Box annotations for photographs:

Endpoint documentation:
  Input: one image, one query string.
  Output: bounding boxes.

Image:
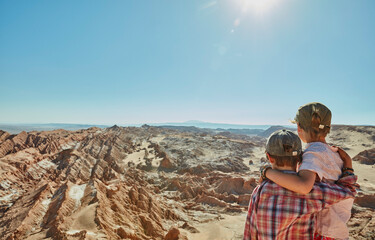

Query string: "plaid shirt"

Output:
[243,173,359,240]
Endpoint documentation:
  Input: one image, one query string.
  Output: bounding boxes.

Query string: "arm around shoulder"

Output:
[266,169,316,194]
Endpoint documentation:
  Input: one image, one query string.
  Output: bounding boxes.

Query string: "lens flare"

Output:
[240,0,280,14]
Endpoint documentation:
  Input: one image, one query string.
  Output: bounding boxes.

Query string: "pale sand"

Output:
[181,213,246,240]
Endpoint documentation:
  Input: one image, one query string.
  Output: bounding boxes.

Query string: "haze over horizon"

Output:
[0,0,375,125]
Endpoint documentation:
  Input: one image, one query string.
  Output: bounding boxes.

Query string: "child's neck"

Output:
[272,164,297,172]
[306,137,327,143]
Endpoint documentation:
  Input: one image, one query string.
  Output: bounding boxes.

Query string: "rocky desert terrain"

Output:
[0,125,375,240]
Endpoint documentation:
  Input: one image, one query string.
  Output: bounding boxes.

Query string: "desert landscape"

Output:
[0,125,375,240]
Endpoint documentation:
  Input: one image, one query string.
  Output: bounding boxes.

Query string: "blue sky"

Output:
[0,0,375,125]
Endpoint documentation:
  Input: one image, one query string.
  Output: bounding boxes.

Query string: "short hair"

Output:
[269,154,302,167]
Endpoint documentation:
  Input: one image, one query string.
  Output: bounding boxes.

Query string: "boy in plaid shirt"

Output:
[243,130,358,240]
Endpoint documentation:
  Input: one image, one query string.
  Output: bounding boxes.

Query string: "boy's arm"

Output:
[265,169,316,194]
[305,175,359,212]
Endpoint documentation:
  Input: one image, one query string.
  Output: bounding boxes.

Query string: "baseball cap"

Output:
[292,102,332,129]
[266,129,302,156]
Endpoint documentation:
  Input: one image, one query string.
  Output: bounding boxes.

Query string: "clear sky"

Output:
[0,0,375,125]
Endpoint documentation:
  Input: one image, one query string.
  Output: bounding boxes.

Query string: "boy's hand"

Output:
[336,146,353,169]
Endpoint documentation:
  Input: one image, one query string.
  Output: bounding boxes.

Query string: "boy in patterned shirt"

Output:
[243,130,358,240]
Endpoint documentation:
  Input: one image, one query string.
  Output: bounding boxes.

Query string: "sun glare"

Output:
[240,0,280,15]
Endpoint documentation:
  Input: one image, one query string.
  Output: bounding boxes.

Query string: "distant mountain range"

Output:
[0,120,295,134]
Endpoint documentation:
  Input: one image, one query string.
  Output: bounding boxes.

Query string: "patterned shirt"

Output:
[243,173,359,240]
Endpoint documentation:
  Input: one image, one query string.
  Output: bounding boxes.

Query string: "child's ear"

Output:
[266,153,275,163]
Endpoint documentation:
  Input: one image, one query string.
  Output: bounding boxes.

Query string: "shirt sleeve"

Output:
[243,185,260,240]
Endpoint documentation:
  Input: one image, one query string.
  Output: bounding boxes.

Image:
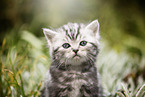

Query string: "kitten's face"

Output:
[44,21,99,65]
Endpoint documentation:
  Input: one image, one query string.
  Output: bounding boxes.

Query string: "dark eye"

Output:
[80,41,87,46]
[62,43,70,49]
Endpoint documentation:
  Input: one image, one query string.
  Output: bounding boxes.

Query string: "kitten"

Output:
[42,20,101,97]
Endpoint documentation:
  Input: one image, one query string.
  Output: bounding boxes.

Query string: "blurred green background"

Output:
[0,0,145,97]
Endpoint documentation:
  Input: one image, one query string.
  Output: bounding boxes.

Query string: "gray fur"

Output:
[41,21,102,97]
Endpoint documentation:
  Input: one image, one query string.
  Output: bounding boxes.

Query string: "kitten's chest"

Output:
[63,72,87,97]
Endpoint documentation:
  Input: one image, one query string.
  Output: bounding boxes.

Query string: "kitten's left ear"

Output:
[86,20,100,39]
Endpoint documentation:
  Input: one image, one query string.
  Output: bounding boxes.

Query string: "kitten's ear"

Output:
[43,28,57,45]
[86,20,100,39]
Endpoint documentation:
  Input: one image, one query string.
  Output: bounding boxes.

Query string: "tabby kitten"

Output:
[42,20,101,97]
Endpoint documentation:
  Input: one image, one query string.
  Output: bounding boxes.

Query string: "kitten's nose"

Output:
[73,49,79,54]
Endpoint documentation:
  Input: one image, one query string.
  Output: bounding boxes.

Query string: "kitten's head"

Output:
[43,20,100,65]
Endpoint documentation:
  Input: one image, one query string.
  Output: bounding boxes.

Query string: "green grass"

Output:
[0,31,145,97]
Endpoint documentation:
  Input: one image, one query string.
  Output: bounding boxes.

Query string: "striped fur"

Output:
[42,20,101,97]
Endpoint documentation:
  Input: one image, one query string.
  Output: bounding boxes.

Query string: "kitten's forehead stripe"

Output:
[62,23,81,40]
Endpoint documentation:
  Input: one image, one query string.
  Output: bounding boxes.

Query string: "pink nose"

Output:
[73,49,79,54]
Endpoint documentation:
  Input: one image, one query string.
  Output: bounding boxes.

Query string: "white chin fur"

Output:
[61,56,86,65]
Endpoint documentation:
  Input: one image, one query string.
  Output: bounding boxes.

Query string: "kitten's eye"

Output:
[80,41,87,46]
[62,43,70,49]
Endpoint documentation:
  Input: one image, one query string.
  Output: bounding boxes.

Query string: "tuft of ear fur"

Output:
[43,28,57,46]
[86,20,100,39]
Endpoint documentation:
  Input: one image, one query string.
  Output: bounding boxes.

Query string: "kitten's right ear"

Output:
[43,28,57,45]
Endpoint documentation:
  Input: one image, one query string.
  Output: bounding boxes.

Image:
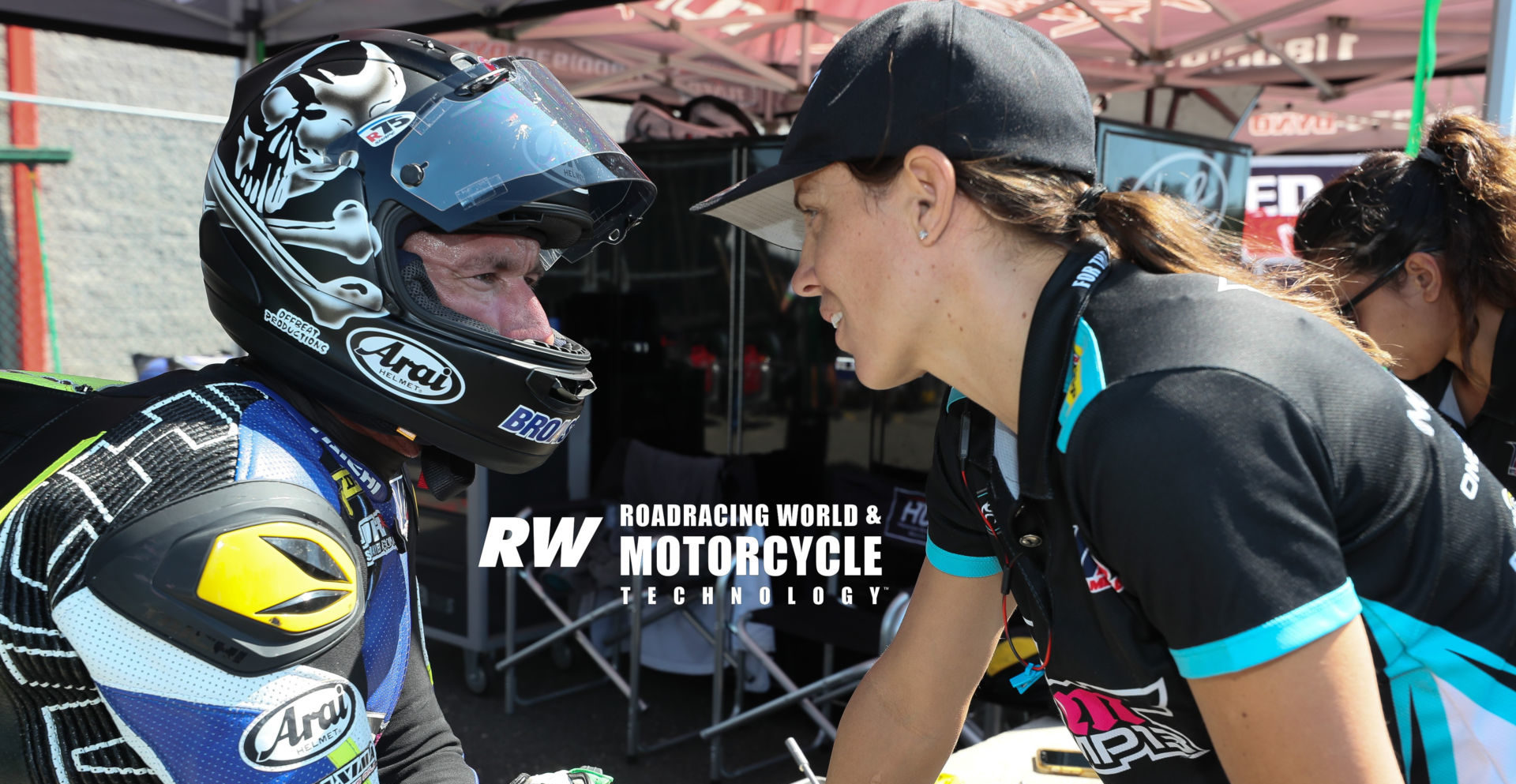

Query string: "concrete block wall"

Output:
[0,30,239,379]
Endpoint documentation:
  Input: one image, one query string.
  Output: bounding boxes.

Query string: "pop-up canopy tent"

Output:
[1237,74,1484,155]
[424,0,1493,150]
[0,0,1495,152]
[0,0,605,56]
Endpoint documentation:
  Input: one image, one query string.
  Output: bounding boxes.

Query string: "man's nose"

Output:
[491,277,553,344]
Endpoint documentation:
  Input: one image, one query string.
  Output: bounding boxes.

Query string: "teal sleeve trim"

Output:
[926,534,1000,578]
[1169,580,1363,678]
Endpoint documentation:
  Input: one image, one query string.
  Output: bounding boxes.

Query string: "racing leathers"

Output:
[0,362,476,784]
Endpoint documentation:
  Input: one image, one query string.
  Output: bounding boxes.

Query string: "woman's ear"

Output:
[1405,250,1445,303]
[899,144,958,246]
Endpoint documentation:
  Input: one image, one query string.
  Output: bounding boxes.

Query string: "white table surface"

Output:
[794,718,1096,784]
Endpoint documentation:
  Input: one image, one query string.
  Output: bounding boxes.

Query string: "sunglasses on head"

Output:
[1337,247,1442,323]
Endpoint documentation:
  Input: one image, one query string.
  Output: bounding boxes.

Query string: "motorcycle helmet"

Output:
[200,30,655,473]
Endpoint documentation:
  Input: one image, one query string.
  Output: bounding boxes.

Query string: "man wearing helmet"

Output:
[0,30,654,784]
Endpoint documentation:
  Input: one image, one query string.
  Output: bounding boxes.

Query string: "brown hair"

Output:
[1295,114,1516,359]
[847,158,1390,364]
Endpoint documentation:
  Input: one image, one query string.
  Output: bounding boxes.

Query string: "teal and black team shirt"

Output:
[1407,309,1516,490]
[928,247,1516,784]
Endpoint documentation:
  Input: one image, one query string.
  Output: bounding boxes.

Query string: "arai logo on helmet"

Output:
[347,326,464,405]
[241,681,362,771]
[358,112,415,147]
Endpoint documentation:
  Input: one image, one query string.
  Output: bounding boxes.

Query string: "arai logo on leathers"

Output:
[242,681,362,771]
[347,328,464,405]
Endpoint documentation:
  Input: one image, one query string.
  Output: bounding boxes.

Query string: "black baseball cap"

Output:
[690,0,1094,250]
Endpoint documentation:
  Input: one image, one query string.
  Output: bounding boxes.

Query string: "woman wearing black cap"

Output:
[694,3,1516,784]
[1295,114,1516,488]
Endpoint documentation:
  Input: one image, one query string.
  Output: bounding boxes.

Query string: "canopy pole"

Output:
[1405,0,1442,156]
[1484,0,1516,137]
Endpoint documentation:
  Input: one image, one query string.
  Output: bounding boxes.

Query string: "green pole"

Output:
[1405,0,1442,156]
[28,167,64,373]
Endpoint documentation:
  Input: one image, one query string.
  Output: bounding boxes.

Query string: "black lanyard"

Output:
[958,241,1109,688]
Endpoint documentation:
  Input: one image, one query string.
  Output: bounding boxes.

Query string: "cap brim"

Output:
[690,161,827,250]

Stated problem. Retype the lines starting at the beginning of the records and ending at the line containing "[266,169,316,194]", including both ends. Leave the pictures out of your answer.

Response to this task.
Endpoint documentation:
  Input: one image, one query string.
  Output: bounding boxes.

Image:

Query string: "plaid shirt"

Output:
[243,173,359,240]
Endpoint documentation:
  Input: one image, one query string.
  Output: bounding boxes.

Query string: "arm around shoulder"

Output:
[266,169,316,194]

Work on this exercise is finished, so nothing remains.